The expected result is the run of lines from the one containing "Could you identify the bare" to the end of the listing, copied exactly.
———
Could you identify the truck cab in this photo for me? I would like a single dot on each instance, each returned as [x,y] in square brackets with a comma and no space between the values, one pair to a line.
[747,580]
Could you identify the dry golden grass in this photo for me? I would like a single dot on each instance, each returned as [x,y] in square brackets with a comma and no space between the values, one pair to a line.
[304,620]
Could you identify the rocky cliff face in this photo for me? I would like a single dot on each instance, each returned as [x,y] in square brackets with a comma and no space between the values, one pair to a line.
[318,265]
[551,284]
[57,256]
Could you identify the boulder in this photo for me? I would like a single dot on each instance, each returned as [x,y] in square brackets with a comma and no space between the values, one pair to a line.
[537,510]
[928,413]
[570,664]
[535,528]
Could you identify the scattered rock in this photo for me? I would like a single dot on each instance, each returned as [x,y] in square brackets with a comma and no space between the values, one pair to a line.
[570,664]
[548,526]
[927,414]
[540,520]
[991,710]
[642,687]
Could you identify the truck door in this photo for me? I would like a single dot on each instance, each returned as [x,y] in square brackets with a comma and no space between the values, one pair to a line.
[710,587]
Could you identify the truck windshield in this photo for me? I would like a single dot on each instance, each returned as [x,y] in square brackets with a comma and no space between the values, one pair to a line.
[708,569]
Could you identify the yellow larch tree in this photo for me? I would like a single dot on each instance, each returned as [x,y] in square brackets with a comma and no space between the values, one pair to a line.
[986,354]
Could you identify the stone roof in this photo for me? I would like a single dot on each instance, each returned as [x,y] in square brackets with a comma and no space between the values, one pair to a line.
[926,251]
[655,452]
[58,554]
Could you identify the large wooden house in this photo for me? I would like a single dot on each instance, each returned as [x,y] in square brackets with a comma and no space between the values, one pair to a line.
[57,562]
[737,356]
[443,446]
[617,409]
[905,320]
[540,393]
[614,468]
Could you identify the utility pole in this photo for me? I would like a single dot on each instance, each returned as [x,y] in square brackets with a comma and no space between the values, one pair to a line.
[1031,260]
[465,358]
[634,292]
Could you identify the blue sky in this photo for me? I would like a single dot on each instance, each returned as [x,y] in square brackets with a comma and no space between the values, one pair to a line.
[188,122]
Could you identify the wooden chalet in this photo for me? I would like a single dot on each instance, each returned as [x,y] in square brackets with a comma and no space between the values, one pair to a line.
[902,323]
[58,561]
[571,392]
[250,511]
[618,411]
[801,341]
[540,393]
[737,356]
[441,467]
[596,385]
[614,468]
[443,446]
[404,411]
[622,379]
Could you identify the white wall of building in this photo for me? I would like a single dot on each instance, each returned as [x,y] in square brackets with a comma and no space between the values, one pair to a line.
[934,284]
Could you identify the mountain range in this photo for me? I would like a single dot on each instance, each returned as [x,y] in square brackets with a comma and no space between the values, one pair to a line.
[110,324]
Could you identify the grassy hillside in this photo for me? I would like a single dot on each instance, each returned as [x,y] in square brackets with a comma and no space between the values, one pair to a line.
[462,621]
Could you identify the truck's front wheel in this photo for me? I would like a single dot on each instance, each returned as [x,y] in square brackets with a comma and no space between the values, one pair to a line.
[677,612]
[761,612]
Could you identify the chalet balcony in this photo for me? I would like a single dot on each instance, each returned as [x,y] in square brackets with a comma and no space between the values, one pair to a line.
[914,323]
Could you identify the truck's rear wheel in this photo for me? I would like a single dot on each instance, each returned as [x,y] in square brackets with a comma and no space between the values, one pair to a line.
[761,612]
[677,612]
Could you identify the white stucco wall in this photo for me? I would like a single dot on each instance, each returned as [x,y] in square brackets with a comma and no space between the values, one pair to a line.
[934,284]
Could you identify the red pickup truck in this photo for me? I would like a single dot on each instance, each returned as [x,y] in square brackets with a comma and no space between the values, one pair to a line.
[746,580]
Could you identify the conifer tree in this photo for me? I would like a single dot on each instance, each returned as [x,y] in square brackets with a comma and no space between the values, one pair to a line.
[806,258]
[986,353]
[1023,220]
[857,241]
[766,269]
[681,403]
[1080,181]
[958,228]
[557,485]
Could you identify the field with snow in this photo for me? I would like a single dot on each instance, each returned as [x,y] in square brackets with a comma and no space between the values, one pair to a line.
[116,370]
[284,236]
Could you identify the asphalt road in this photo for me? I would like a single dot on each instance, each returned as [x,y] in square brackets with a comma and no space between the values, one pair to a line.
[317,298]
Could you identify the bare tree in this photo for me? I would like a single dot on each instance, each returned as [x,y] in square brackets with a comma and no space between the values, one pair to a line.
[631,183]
———
§ **Solution**:
Could you identify the bare tree in this photo for me? I would like a single dot on each instance, each returned as [x,y] in square brackets with a comma and no space between the values, one pair to a line.
[631,183]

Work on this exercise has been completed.